BEGIN TASK INPUTS

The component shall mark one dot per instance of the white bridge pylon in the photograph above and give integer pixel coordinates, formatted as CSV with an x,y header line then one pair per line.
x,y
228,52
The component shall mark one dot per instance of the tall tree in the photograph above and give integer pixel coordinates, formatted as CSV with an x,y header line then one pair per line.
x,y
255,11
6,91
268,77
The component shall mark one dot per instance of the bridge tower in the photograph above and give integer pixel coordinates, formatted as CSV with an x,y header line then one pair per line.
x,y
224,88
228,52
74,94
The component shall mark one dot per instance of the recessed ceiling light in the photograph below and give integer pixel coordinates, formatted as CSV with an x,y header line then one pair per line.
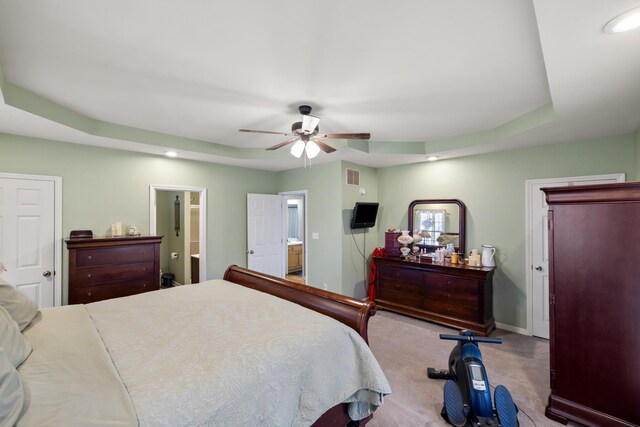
x,y
625,22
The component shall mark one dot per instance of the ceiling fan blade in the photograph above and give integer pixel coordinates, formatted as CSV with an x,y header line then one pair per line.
x,y
345,135
309,123
263,131
324,147
282,144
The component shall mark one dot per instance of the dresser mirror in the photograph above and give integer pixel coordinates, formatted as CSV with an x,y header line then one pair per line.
x,y
438,222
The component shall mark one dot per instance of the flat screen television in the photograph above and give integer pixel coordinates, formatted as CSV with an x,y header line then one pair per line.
x,y
364,215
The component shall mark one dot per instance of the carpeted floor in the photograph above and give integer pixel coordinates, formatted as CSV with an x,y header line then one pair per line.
x,y
406,347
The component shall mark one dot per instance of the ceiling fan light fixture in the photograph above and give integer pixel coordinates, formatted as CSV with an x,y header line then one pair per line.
x,y
624,22
297,149
312,149
309,123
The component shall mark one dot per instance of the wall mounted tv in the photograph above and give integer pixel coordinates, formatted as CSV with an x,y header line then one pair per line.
x,y
364,215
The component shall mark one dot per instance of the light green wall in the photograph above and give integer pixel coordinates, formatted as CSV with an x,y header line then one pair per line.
x,y
324,204
358,242
101,186
492,186
637,135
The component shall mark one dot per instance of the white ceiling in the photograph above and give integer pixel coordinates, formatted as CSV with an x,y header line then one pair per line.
x,y
449,77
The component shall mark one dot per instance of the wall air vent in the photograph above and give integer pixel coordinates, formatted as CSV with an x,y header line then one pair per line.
x,y
353,177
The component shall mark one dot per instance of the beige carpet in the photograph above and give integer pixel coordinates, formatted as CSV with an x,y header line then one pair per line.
x,y
406,347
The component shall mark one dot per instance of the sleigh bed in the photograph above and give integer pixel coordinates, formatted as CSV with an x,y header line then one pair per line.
x,y
269,352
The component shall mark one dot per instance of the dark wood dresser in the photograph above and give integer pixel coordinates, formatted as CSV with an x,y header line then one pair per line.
x,y
451,295
111,267
594,290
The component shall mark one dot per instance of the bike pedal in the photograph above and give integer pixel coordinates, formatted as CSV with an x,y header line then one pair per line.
x,y
435,374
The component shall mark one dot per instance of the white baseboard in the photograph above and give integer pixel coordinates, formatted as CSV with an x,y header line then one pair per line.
x,y
510,328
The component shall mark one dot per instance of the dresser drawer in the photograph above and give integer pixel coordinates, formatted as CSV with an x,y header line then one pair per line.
x,y
399,274
87,294
110,273
451,289
405,293
451,309
114,255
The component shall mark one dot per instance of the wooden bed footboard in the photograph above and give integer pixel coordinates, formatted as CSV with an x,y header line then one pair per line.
x,y
352,312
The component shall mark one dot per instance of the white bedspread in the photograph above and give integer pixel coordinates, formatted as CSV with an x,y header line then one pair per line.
x,y
220,354
69,379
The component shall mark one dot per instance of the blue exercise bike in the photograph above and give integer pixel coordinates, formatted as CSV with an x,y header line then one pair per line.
x,y
467,397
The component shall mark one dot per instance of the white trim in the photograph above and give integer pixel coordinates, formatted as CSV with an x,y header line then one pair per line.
x,y
153,188
529,184
305,245
511,328
57,228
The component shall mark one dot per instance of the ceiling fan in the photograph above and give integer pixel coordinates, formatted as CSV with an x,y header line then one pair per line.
x,y
307,137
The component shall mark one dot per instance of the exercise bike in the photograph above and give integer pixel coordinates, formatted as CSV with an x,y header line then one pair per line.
x,y
467,397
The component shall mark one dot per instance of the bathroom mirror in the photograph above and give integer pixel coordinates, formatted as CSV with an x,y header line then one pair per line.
x,y
439,222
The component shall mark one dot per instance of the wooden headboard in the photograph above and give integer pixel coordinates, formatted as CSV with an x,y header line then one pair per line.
x,y
352,312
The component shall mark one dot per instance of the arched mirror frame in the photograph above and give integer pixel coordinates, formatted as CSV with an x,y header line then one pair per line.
x,y
461,217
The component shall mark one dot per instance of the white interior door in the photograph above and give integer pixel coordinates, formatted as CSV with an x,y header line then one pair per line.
x,y
27,237
264,234
538,243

END TASK INPUTS

(WHAT THE TASK ASKS)
Output the data exactly. Pictures don't belong in the result.

(YOUR RESPONSE)
The component shall mark one dot per instance of the white bridge pylon in the photograph above and give integer pixel coordinates, formatted as CSV with an x,y header line then one pair per line.
x,y
228,52
The component shall mark one dot per instance of the tall tree in the photograph above and give integer pixel coordinates, formatted as CSV with an x,y header line then one pair per line.
x,y
255,11
6,91
268,77
The component shall mark one dot per instance of the bridge tower in the photograph above and give integer pixel coordinates, formatted as CSV with an x,y header line then one pair per line.
x,y
224,88
228,52
74,94
The component shall mark one dot per instance of the recessed ceiling light in the photograph below and give integer pixel coordinates, formatted as CSV with an x,y header line then one pair per line.
x,y
625,22
The component shall mark one dot per instance of the ceiling fan blade in the photograph above and give integer pixel coordinates, formatted as CSV with an x,y header line then one pair per line.
x,y
345,135
309,123
263,131
324,147
282,144
The component shall mark one dot per instance of the dresser mirror in the photograph above and give integer pixel coordinates, formatted as CSV with an x,y header line then one pair per line.
x,y
438,222
The component shall mark one dot per instance of the flat screen television in the photograph above and give integer pixel coordinates, formatted as CSV with an x,y header line then one pair per line.
x,y
364,215
The component shall mark one dot per instance of the carpeted floor in the photograph above and give integer pixel coordinates, formatted as CSV with an x,y header line then one pair per line.
x,y
406,347
The component shall mark one dot per instance of the ceiling fan light fixture in the photograph above and give integer pixel coordinates, formatted as CSV with an x,y header line then one pair per line.
x,y
624,22
297,149
312,149
309,123
The component shall mark one dot per instance of the wall mounted tv in the photograph above and give integer pixel coordinates, formatted as CSV with an x,y header line then one pair per line.
x,y
364,215
The component shall mark one dot per instance of the light green wall in the photograph above and give integer pixel coordinates, formatted as CSV with an x,y header line then one pair per line.
x,y
324,204
358,242
101,186
492,186
637,135
The component shall mark one dot per instance of the white ceiling in the photograph above and give integer pixel coordinates, formatted as CSV with an x,y header line then one pair per line.
x,y
449,77
The component shall mark one dot per instance of the wall air vent in the photograph above and give integer pixel coordinates, formatted as CSV with an x,y header line then one pair per line.
x,y
353,177
The component shall mark one dot per instance of the beige carpet in the photograph above and give integer pixel coordinates, formatted as CSV with an x,y header line then one pair per line.
x,y
406,347
The component shall mark one dot per instance of the sleigh bed in the photograph above and give integer pixel coordinates, formatted as CSV with an x,y header line then one pair per line.
x,y
269,352
The component shall mark one dot per instance of the dark wood dresser in the photograph above and give integer pixel coordinates, formatted as CSV with an x,y header line then one pair per line.
x,y
451,295
111,267
594,290
The component shall mark one dot per instance of the bike pedal in the photograph above and give integer pixel coordinates, formatted as CSV with an x,y header line then one pair per line.
x,y
435,374
The component shall mark one dot per instance of the white baseboard in the photograph above and give integer pixel coordinates, formatted as CSV with an x,y header line then one pair per line.
x,y
510,328
The component shall mark one dot per instance of the dresser drawer in the photograph above and give integer pixel coordinates, formatted as CSV with an x,y header line then one pair per line.
x,y
399,274
87,294
110,273
451,289
405,293
451,309
114,255
The component shall mark one dot per instance of the wooden bed footboard in the photograph above and give integer pixel coordinates, formatted as CSV with an x,y header line then one pair per line.
x,y
352,312
The component shall mark one dot per instance of the white bedspread in the photograph above and give integer pixel coordinates, formatted as CSV with an x,y header line then one pair per line.
x,y
220,354
69,379
The component shall mark one dot per instance of the blue exercise bike in the photograph above and give integer pixel coordinates, formatted as CSV with an x,y header line then one pair per line.
x,y
467,397
The component shall mark one dot per instance of the white trim in the photograph above and give integer pixel coordinates, formatted as CSV with an x,y header line then one pair per line.
x,y
153,188
529,184
305,245
511,328
57,228
The component shall mark one dot per instance of the ceiling fan in the photograph above and give integer pixel coordinates, formatted as CSV with an x,y header line then one pair per line.
x,y
307,137
The component shall mark one dot per instance of the exercise bike in the photograph above and give integer pixel coordinates, formatted as CSV with an x,y header line then one pair per line.
x,y
467,397
The component shall mark one dot per instance of the bathroom mirror in the photograph above and give integer pixel coordinates, formatted as CSV with an x,y header line then one pair per line.
x,y
439,222
The component shall mark one dot per instance of the wooden headboard in the photograph above and give integer pixel coordinates, formatted as CSV with an x,y header line then one pair per line.
x,y
352,312
The component shall mark one dot per instance of the arched mirror frame in the photograph above and give integer pixel coordinates, formatted as CSV with an x,y header line then one pair per line.
x,y
461,217
The component shall mark one dot per instance of the white interior door in the photograph above and give integer pixel coordinates, formatted as CSV with an x,y header line then one pair per line.
x,y
27,237
264,234
538,243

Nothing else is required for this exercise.